BRADENTON, Fla. – Florida Gov. Ron DeSantis took aim at college and university diversity programs during an event in Bradenton Tuesday.
DeSantis, speaking at State College of Florida, Manatee-Sarasota, announced a proposal to strip funding for all diversity, equity and inclusion, or DEI, programs as well as critical race theory at Florida’s state universities.
DeSantis has crusaded against critical race theory, or CRT, defined by Oxford Languages as “a set of ideas holding that racial bias is inherent in many parts of Western society, especially in its legal and social institutions, on the basis of their having been primarily designed for and implemented by white people.”
DeSantis railed against “indoctrination” at college campuses and characterized DEI and CRT as “bureaucracies.”
“No funding and that will wither on the vine,” he said. “I think that that’s very important because it really serves as an ideological filter, a political filter.”
In a statement, the governor’s office said the proposal “raises the standards of learning and civil discourse of public higher education in Florida” by “prohibiting higher education institutions from using any funding, regardless of source, to support DEI, CRT, and other discriminatory initiatives.”
The proposal was expected after the DeSantis administration requested in late December that state colleges submit spending data and other information on programs related to diversity, equity and inclusion, and critical race theory.
The governor is also pushing for education administrators to “realign” courses to provide historically accurate information and to not include identity politics. DeSantis’ proposals have not yet been introduced as formal legislation but the GOP-controlled statehouse is often eager to carry out his initiatives.
DeSantis and other conservatives have long argued that critical race theory, and diversity, equity and inclusion programs are racially divisive and discriminatory — and are often cited in criticism of what they often call “woke” ideology in education.
Marvin Dunn, a Black historian and emeritus professor at Florida International University, as well as a vocal critic of the governor’s stance on DEI and CRT, said DeSantis has “touched a live wire in the American soul.”
“I think there is a sense among conservative Republicans that they don’t want to hear about it,” Dunn said.
DeSantis’ call for a “realignment” towards “historical accuracy” caught Dunn’s attention, he said.
“Whose call is that?” Dunn asked. “Americans don’t want the government telling professors what they can and cannot teach, it is un-American.”
Dunn also said: “I don’t think you can teach Florida Black history or American Black history without having people feel uncomfortable and they should, but they should not necessarily feel guilty.”
Legal analyst David Weinstein also weighed in on the proposal.

• [Your goal]:
Please answer these questions about the DeSantis report above:
(a) At which school did DeSantis announce his proposal?
(b) When did the DeSantis administration ask state colleges to submit spending data on DEI and CRT programs?
(c) At which university is Marvin Dunn an emeritus professor?

• [Provided information]:
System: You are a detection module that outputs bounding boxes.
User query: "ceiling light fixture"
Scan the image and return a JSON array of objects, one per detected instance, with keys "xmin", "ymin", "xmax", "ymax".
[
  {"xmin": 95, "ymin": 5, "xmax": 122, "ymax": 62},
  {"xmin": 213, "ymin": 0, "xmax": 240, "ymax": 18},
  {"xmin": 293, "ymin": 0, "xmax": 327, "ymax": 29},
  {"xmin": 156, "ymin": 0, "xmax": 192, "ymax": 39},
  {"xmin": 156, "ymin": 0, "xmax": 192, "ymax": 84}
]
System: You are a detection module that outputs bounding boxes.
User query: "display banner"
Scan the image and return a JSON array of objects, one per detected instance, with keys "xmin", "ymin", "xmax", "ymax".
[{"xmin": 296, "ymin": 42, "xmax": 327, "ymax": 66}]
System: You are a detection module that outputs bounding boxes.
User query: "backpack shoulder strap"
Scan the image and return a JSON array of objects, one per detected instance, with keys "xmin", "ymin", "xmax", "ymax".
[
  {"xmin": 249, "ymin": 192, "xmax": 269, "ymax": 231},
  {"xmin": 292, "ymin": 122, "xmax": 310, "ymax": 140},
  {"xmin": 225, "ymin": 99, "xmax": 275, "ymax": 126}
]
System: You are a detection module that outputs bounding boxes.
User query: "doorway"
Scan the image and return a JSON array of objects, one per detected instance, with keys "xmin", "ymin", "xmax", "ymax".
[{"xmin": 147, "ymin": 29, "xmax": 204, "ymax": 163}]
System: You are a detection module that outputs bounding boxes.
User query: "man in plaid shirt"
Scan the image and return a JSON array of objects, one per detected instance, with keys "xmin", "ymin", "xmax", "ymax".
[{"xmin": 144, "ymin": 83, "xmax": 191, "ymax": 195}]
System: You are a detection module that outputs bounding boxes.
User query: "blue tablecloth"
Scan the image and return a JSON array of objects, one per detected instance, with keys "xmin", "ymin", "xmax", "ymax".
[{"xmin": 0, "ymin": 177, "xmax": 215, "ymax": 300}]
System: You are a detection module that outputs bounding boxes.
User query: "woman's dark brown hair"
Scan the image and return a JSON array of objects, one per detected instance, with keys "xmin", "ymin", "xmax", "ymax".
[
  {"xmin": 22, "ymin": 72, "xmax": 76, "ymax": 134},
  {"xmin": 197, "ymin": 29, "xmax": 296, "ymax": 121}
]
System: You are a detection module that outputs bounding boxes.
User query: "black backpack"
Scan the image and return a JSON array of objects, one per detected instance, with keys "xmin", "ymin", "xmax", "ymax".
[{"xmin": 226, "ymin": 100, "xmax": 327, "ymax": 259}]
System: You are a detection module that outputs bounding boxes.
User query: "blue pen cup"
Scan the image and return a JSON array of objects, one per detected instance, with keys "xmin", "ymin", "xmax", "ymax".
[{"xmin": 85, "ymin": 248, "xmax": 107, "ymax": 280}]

• [Result for this exercise]:
(a) State College of Florida, Manatee-Sarasota
(b) In late December
(c) Florida International University